((
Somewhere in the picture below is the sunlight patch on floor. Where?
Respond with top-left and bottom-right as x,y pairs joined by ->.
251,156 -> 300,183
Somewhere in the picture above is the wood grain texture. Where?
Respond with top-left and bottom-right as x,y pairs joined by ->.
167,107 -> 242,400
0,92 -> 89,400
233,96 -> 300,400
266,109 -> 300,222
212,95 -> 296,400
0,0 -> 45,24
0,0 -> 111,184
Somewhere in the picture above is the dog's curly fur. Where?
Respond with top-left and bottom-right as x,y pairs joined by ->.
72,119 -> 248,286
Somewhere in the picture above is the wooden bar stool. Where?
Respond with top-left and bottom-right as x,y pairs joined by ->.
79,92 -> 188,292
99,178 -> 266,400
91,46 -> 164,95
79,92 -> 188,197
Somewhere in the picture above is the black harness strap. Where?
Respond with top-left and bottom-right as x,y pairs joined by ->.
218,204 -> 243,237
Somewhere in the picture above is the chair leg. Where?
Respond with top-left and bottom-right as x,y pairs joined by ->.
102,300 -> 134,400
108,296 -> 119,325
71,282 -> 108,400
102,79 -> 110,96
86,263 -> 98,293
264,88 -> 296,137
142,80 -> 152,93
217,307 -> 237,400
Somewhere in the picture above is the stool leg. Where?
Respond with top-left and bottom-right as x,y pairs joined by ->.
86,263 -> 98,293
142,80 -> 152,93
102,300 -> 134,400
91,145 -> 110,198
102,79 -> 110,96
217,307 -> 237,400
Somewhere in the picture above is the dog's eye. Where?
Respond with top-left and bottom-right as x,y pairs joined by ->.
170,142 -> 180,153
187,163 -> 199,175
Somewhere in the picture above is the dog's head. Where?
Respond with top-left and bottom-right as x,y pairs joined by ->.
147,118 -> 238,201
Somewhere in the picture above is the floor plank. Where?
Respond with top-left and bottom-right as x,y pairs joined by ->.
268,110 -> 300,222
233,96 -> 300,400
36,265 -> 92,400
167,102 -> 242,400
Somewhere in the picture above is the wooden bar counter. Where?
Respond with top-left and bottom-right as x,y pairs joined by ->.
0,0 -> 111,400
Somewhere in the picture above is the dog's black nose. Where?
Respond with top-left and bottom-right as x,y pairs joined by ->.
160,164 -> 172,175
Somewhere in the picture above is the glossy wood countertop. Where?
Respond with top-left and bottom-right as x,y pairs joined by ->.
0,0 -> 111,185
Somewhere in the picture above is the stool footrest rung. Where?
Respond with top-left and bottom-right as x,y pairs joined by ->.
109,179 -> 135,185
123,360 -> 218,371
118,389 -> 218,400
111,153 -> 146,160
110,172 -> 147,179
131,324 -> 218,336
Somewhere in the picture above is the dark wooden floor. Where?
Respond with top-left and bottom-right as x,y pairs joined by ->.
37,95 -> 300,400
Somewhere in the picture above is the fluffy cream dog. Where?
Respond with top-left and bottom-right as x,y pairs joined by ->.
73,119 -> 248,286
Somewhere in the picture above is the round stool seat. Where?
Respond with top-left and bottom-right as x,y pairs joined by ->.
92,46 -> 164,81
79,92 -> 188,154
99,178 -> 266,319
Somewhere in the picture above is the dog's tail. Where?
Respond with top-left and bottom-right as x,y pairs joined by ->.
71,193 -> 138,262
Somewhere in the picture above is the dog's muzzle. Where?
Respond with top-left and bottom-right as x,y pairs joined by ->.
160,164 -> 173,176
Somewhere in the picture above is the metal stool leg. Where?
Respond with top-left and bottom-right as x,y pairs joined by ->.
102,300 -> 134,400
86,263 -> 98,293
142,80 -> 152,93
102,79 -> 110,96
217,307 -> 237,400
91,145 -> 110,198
))
What the exercise asks
Take the part of the records that opens with the line containing "Somewhere in the picture above is the round" and runs through the end, and write it out again with "dog's" swapped for "puppy's". Leave everything else unchanged.

Task response
Somewhere in the picture above is the round stool seat. Where?
Respond with top-left and bottom-right as x,y pairs joined by ->.
92,46 -> 164,81
79,92 -> 188,154
99,178 -> 266,319
Somewhere in the picture above is the puppy's tail. Where?
Respond with top-left and bottom-right as x,y pairs joined by ->.
71,193 -> 138,262
Somewhere in the picture above is the puppy's muzzle. Where?
Respond with top-left and bottom-right as x,y pairs joined by ->.
160,164 -> 173,176
Somewhere in the picture above is the metal stool leg. Where?
Respond with top-left and bottom-right as x,y pairs joined by ->.
102,300 -> 134,400
86,263 -> 98,293
142,80 -> 152,93
102,79 -> 110,96
217,307 -> 237,400
91,145 -> 110,198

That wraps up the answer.